▶ **THE INPUT**:
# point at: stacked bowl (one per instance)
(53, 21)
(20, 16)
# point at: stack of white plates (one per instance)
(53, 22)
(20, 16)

▶ **WHAT IS REQUIRED**:
Put every line of the records above into a Markdown table, skipping blank lines. Use two columns: Row, holding the row number, and Record line, holding the line itself.

▶ **CORRECT ANSWER**:
| Row | Record line |
|---|---|
| 1 | # point at: stacked bowl (one per instance) |
| 2 | (53, 21) |
| 3 | (20, 16) |
| 4 | # point at: stack of white plates (one per instance) |
| 5 | (53, 22) |
| 6 | (20, 16) |